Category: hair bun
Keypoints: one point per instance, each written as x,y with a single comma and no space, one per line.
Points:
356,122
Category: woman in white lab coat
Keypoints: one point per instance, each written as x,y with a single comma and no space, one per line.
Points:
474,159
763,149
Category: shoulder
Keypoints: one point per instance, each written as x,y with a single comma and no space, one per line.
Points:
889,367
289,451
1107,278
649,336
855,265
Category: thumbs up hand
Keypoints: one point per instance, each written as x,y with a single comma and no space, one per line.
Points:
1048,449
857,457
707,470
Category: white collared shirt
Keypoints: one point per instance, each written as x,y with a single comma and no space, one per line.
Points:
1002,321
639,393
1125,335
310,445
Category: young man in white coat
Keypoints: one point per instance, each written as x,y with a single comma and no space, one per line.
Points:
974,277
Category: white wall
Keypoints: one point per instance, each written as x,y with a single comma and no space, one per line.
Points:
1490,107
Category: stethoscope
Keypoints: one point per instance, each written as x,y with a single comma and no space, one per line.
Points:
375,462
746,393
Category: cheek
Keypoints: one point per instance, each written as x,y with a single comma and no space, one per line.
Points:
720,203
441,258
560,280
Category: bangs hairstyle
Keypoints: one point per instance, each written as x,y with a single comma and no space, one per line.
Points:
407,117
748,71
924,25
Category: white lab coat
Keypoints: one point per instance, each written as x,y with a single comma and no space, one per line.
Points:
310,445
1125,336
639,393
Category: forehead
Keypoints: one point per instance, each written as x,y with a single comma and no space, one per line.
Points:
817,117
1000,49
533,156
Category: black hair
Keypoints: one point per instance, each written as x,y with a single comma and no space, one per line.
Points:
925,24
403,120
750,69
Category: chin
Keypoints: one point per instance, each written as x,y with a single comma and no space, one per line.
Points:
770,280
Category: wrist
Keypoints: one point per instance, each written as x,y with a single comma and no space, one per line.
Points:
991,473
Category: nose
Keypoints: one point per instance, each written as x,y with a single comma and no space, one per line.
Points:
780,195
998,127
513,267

####################

Copy out, character for character, the part of the records that opens with the line containing "Category: bangs hairstyle" and continues through the end of the records.

** Reply **
Category: bangs hairstyle
Keypoints: one point per instance, each written as x,y with a single comma and no space, one per line.
Points:
407,117
748,71
924,25
Category: white lab coat
Keypoints: one point per instance, each written as x,y with a single comma and no space, one per line.
Points:
310,445
1125,336
639,393
Category: forehead
Keypoints: one point per instance, each written as x,y with a single comma and no space, one per line.
Points:
817,117
1000,49
533,156
Category: black hair
Keypoints: one point per instance, each written as x,y with a single comma and no space, one per line.
Points:
925,24
403,120
750,69
Category: chin
Keypoints: one point per instance, each written as x,y with a single comma and no space, one per line.
Points:
770,280
Category: wrist
Keypoints: one point per instance, each written as x,y with a single comma and no space, one per line.
Points:
991,473
Category: nose
Keypoints: one point per instance, each written as x,y with a single comma and no space, one per line.
Points:
780,195
998,127
513,267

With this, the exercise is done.